** Prompt **
Set down again, exactly and only, the lines from the one that contains "point: fish mouth" through the last line of the records below, both included, but not the pictures.

——

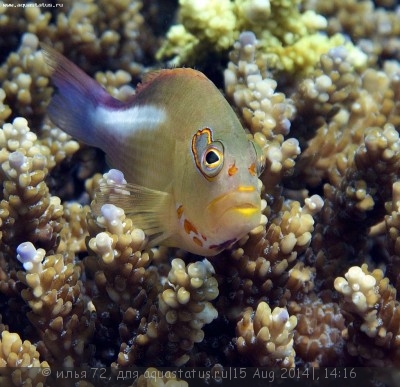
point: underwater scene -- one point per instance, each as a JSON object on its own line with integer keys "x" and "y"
{"x": 199, "y": 185}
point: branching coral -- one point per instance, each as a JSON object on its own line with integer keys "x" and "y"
{"x": 28, "y": 211}
{"x": 24, "y": 358}
{"x": 186, "y": 308}
{"x": 374, "y": 316}
{"x": 287, "y": 36}
{"x": 296, "y": 291}
{"x": 59, "y": 309}
{"x": 268, "y": 336}
{"x": 25, "y": 81}
{"x": 373, "y": 28}
{"x": 318, "y": 335}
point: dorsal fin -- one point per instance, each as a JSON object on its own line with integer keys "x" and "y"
{"x": 153, "y": 76}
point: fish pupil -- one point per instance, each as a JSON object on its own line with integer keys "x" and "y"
{"x": 212, "y": 157}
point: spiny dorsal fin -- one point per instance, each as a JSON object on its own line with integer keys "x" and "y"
{"x": 156, "y": 75}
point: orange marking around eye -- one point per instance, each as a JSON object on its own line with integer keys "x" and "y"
{"x": 232, "y": 170}
{"x": 189, "y": 227}
{"x": 179, "y": 211}
{"x": 253, "y": 169}
{"x": 198, "y": 241}
{"x": 207, "y": 132}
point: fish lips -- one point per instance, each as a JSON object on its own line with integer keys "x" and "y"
{"x": 242, "y": 206}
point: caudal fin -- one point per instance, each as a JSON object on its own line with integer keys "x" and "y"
{"x": 76, "y": 99}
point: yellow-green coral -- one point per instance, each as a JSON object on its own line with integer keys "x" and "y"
{"x": 23, "y": 357}
{"x": 288, "y": 36}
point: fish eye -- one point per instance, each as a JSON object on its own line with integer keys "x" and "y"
{"x": 212, "y": 160}
{"x": 260, "y": 158}
{"x": 212, "y": 157}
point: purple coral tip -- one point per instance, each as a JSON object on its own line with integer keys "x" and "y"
{"x": 246, "y": 38}
{"x": 116, "y": 176}
{"x": 26, "y": 252}
{"x": 110, "y": 212}
{"x": 16, "y": 159}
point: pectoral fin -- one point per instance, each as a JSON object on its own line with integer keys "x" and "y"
{"x": 149, "y": 209}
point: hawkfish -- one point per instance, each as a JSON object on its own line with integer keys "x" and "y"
{"x": 191, "y": 170}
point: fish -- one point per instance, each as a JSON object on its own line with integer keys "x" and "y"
{"x": 191, "y": 169}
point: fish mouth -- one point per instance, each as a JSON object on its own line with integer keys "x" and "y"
{"x": 244, "y": 201}
{"x": 246, "y": 209}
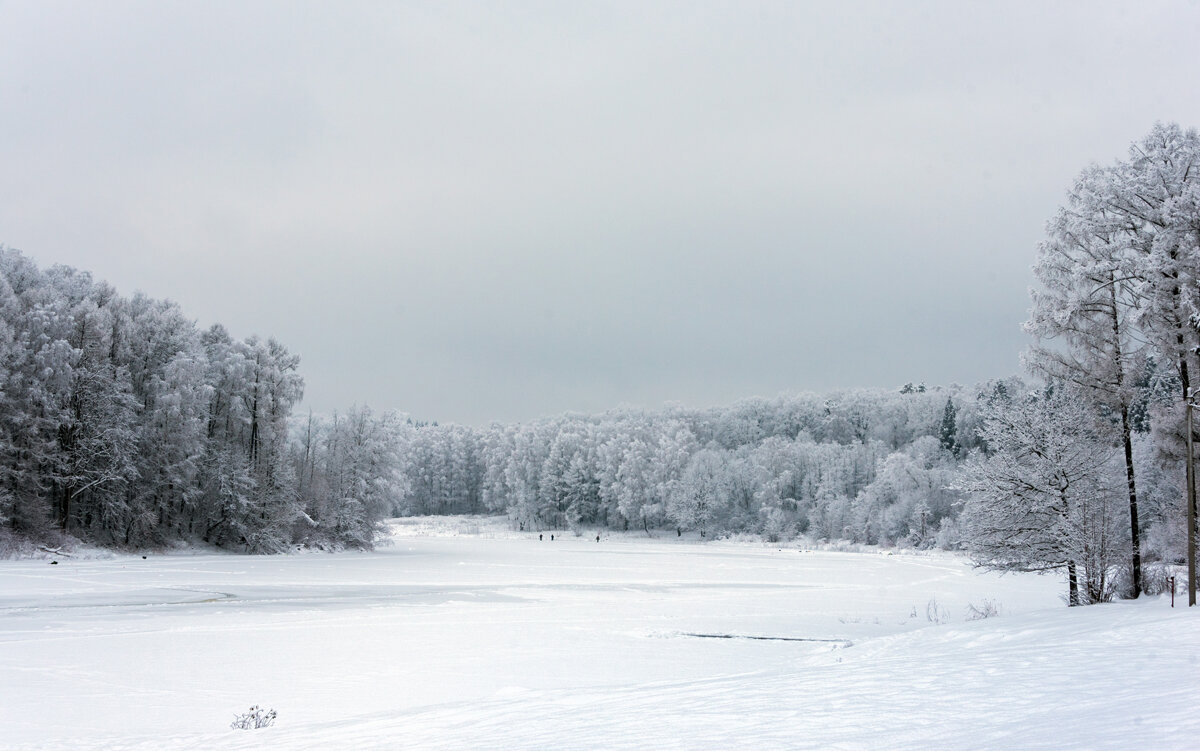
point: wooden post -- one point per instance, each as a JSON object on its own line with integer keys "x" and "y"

——

** Written solution **
point: fish mouth -- one point per instance, each as a JSON object on its own line with integer keys "x" and "y"
{"x": 244, "y": 201}
{"x": 246, "y": 209}
point: wooden post -- one point per instance, each as a JSON object on its own line with integer keys "x" and "y"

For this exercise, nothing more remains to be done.